## Provided material
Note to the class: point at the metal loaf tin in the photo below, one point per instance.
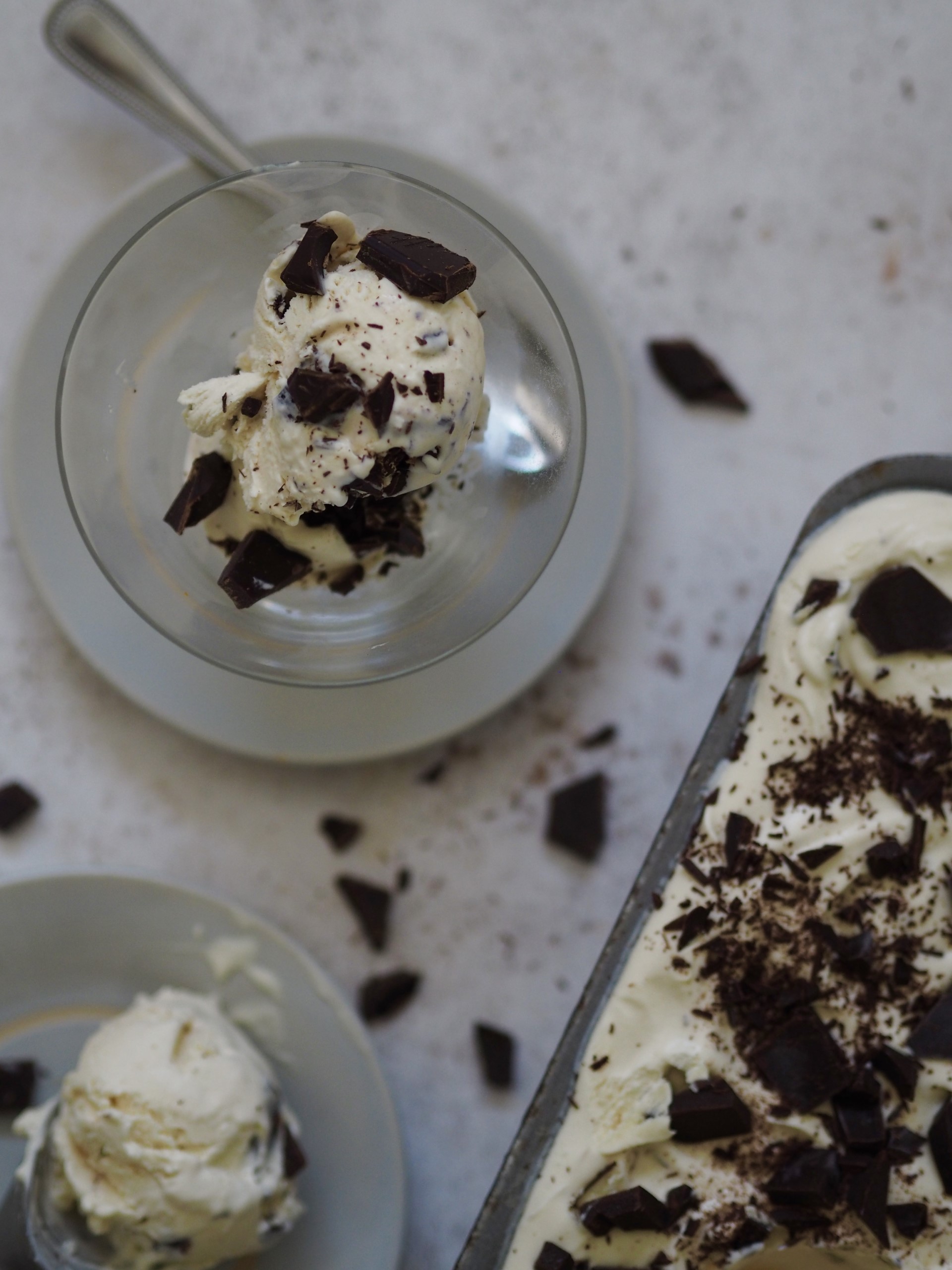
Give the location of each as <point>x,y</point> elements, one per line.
<point>493,1231</point>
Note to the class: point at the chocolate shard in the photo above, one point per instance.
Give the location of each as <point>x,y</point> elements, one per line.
<point>866,1196</point>
<point>900,1070</point>
<point>341,831</point>
<point>385,995</point>
<point>433,381</point>
<point>577,817</point>
<point>901,611</point>
<point>932,1038</point>
<point>304,273</point>
<point>18,1083</point>
<point>320,397</point>
<point>17,804</point>
<point>706,1110</point>
<point>818,856</point>
<point>695,377</point>
<point>258,567</point>
<point>418,266</point>
<point>803,1062</point>
<point>497,1051</point>
<point>380,403</point>
<point>809,1180</point>
<point>635,1209</point>
<point>371,907</point>
<point>909,1219</point>
<point>203,492</point>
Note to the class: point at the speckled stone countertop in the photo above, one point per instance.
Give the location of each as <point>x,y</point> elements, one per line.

## Short problem
Leave out the pictures and output every record above precisely as given.

## Solution for this problem
Note to the class: point at the metal loaf tin in the photo below, one point per instance.
Give the location of each as <point>x,y</point> elements, one per line.
<point>493,1231</point>
Note to the class: point at the chocolate shard in the photo above, one point per instance.
Give the location of each as <point>x,y</point> elements, one per line.
<point>866,1196</point>
<point>900,1070</point>
<point>341,831</point>
<point>385,995</point>
<point>433,381</point>
<point>577,817</point>
<point>901,611</point>
<point>932,1038</point>
<point>304,273</point>
<point>18,1083</point>
<point>320,397</point>
<point>17,804</point>
<point>706,1110</point>
<point>818,856</point>
<point>695,377</point>
<point>258,567</point>
<point>418,266</point>
<point>803,1062</point>
<point>497,1051</point>
<point>380,403</point>
<point>809,1180</point>
<point>635,1209</point>
<point>371,907</point>
<point>909,1219</point>
<point>203,492</point>
Note to the class: point at the speckled stone countertop in the photo above, one point per instance.
Give the location of each as <point>x,y</point> elements, one per line.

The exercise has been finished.